--- BEGIN PAGE ---
Studio album by Oak Ridge Boys
- Released: March 30, 1980
- Genre: Country
- Label: MCA
- Producer: Ron Chancey

Oak Ridge Boys chronology
| The Oak Ridge Boys Have Arrived (1979) | Together (1980) | Greatest Hits (1980) |

Singles from Together
- "Trying to Love Two Women" Released: April 19, 1980; "Heart of Mine" Released: July 19, 1980; "Beautiful You" Released: November 15, 1980;

= Together (The Oak Ridge Boys album) =

Together is the sixth major studio album by The Oak Ridge Boys, released in 1980. The album appeared on the Billboard 200 on March 29, 1980, staying for six weeks and reaching a peak position of #154, and made the Top 10 on the Top Country Albums chart.
--- END PAGE ---
--- BEGIN RECORDED DATA ---
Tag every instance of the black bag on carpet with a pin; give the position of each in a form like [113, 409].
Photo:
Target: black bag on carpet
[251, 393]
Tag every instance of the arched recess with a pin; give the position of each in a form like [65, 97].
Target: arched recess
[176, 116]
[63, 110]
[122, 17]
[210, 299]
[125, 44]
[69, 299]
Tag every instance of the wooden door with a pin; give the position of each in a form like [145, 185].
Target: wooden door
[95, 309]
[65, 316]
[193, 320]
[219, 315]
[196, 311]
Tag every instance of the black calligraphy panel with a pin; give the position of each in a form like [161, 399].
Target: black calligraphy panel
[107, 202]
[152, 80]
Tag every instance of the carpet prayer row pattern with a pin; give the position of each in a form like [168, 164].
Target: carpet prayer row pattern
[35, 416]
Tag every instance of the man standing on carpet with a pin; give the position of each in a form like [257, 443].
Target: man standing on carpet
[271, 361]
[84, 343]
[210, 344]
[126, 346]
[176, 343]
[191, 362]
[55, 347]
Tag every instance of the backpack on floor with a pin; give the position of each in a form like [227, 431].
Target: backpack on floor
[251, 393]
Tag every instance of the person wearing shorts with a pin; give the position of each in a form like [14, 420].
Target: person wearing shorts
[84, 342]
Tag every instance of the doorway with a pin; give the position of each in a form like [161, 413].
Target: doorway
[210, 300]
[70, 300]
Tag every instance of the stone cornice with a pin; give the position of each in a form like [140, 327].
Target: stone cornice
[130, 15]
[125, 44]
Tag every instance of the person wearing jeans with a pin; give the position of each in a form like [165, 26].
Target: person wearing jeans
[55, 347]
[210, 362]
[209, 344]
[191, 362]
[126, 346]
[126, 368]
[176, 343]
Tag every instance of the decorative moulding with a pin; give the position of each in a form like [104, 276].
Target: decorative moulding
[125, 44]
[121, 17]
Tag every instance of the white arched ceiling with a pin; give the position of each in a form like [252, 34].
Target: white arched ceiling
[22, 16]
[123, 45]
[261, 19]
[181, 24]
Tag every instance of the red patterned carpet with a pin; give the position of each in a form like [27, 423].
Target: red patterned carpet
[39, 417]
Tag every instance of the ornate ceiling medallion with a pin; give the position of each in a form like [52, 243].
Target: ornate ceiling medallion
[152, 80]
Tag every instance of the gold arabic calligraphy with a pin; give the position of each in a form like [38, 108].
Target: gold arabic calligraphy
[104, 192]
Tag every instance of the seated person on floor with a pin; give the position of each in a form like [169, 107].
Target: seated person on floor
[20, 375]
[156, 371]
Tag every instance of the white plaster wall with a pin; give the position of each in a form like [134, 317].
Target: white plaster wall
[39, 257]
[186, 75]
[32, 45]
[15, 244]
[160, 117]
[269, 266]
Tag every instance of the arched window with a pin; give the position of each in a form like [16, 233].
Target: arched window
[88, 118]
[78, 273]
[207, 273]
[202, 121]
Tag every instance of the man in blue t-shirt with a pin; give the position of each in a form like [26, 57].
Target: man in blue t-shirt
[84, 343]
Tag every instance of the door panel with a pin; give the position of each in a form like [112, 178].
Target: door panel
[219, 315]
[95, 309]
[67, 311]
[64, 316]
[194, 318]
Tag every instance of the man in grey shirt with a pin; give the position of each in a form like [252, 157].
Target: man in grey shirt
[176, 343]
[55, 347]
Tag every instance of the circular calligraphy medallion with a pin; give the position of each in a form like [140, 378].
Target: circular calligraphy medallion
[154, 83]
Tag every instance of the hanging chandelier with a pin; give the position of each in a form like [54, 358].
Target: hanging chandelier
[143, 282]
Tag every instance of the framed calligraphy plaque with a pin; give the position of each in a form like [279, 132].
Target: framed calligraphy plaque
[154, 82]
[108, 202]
--- END RECORDED DATA ---
**PROBLEM SET**
**1.** Write out the part of the Together album page from "Oak Ridge Boys chronology" to "Country Albums chart.".
**2.** According to the Together album page, what was the album's peak position on the Billboard 200?

**SOLUTION LIST**
**1.**
Oak Ridge Boys chronology
| The Oak Ridge Boys Have Arrived (1979) | Together (1980) | Greatest Hits (1980) |

Singles from Together
- "Trying to Love Two Women" Released: April 19, 1980; "Heart of Mine" Released: July 19, 1980; "Beautiful You" Released: November 15, 1980;

= Together (The Oak Ridge Boys album) =

Together is the sixth major studio album by The Oak Ridge Boys, released in 1980. The album appeared on the Billboard 200 on March 29, 1980, staying for six weeks and reaching a peak position of #154, and made the Top 10 on the Top Country Albums chart.

**2.** #154